*PAGE EXCERPT*:

:::

Are you really contemplating skipping church again? Really?
Don’t do it. Really. Just determine right now you’ll be made of stronger stuff. Decide you’re still going to attend—or even go back for the first time—either in-person or online for live-streaming.
Here are three bigger reasons you should gather in-person or online this week. Hear me out.
Reason #1: Your local leaders have been uniquely planning, creating, studying, and crafting something really good for you.
Really. Trust me, no matter who your leaders are, their unique gift mix, passions, weaknesses, and expertise, they’ve got something very meaningful planned. If you skip tomorrow, you’ll miss the encouragement, the challenge, the conviction, the hope, and the good gracious help that’s being served up. You’ll miss the songs, the teaching, and the opportunity to fellowship with others. Every Sunday, these elements stir together so you can be inspired to be good and do good in the coming week. For fresh perspective, see Hebrews 10:19-25. Determine you’ll gather. It’s good for your heart. It’s good for others. You don’t want to miss out!
Reason #2: Your local leaders are uniquely available and accessible. After all, well, they’re local.
This should be so obvious, but in the YouTube and TV celebrity status of so many national and international ministries, it’s quickly forgotten.
Andy Stanley, his great dad Charles, Rick Warren, and Francis Chan. They’re awesome dudes, and they are indeed fantastic communicators. Out of sight. I’ve been blessed and learned from all of them. But stop and think about it. They’re not going to chat with you after the message regarding your questions, pray with you in the lobby, call you in the hospital, do your child’s wedding, or send you an encouragement card. They’re hundreds of miles away.
So why not jump into the mix this week with your local congregation? Tap into what’s been creatively crafted by your local leaders in your unique context.
Go to church this weekend. Really. You’re warmly welcome! And welcome back if you’ve been away for a while. Go online or in-person with an open heart, a level-head, with non-judgmental expectations about the music and preaching. Bring a serious others-orientation. Aim to be a blessing yourself, not just be blessed, fed-to-the-full, and encouraged yourself. Go to encourage others!
Reason #3: Jesus went to church faithfully. You should too.

:::

*DATASET EXCERPTS*:
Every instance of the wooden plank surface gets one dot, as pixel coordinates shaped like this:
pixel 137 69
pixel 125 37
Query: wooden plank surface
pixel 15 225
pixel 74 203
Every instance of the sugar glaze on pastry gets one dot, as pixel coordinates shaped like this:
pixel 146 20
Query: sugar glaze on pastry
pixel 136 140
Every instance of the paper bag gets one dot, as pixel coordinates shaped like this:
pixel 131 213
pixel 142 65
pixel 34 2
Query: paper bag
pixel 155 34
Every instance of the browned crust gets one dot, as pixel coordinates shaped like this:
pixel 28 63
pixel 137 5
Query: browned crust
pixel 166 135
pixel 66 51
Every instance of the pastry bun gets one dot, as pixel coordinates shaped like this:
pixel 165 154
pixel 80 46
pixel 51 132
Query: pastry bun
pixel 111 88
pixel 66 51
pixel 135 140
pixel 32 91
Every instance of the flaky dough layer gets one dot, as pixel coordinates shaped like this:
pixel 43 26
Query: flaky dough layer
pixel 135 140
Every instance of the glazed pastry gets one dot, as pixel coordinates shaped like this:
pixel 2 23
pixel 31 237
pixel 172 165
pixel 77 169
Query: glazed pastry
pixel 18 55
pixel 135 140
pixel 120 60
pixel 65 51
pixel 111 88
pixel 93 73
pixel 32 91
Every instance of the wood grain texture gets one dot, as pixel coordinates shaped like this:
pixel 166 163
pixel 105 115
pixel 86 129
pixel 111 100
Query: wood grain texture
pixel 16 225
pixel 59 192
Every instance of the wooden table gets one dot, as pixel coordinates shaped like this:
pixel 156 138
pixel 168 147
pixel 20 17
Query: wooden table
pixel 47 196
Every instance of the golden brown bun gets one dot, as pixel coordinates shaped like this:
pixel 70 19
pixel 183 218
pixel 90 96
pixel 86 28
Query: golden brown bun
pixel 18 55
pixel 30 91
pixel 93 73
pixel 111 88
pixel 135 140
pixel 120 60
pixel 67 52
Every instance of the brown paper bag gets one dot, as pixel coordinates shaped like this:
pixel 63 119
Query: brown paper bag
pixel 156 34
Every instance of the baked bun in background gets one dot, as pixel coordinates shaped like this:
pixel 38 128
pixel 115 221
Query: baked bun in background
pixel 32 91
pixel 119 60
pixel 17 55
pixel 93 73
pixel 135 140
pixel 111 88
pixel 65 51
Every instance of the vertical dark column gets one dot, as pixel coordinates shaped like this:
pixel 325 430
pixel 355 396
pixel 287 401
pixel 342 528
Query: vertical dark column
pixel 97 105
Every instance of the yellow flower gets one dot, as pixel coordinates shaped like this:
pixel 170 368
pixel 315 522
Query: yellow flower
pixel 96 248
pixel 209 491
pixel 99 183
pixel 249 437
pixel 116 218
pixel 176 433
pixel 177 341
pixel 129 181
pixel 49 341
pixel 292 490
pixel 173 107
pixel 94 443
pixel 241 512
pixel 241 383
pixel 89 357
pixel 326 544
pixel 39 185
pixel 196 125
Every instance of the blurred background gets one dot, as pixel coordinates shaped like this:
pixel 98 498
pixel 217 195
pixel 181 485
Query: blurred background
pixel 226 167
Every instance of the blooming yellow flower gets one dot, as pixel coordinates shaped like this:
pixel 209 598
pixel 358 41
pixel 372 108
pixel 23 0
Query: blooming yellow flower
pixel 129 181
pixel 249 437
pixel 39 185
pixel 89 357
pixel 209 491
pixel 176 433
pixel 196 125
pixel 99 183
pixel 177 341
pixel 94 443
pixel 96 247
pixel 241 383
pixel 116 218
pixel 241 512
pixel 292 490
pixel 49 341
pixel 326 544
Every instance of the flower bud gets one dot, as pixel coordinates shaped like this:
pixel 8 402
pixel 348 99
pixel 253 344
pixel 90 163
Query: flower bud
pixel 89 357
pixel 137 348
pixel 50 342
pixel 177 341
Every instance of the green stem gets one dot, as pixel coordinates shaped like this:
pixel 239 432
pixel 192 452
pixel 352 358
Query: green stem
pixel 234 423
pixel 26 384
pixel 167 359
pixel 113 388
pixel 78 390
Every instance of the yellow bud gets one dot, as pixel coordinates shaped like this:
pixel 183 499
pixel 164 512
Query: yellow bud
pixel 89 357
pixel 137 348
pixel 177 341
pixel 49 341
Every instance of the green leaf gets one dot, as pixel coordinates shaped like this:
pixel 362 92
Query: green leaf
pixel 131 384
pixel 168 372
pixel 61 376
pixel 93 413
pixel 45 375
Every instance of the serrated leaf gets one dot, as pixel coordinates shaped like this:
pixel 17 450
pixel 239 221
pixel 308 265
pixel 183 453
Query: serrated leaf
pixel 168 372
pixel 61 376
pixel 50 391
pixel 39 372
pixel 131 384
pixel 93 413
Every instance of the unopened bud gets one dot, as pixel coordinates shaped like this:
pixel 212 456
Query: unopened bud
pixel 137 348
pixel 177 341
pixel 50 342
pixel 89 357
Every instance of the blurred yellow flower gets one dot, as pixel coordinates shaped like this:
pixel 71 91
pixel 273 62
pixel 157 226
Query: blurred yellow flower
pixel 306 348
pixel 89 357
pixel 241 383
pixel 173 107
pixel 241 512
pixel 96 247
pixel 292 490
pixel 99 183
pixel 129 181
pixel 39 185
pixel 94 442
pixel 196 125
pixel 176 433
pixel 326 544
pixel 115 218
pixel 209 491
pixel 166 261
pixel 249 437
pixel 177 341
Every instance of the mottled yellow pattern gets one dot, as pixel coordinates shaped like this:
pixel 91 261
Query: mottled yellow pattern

:::

*YOUR OBJECTIVE*: Write out the part of the church-attendance text that opens with the words containing "Reason #2: Your" and closes with "it’s quickly forgotten.", word for word. Nothing in the rows is needed for this.

*EXERCISE OUTPUT*:
Reason #2: Your local leaders are uniquely available and accessible. After all, well, they’re local.
This should be so obvious, but in the YouTube and TV celebrity status of so many national and international ministries, it’s quickly forgotten.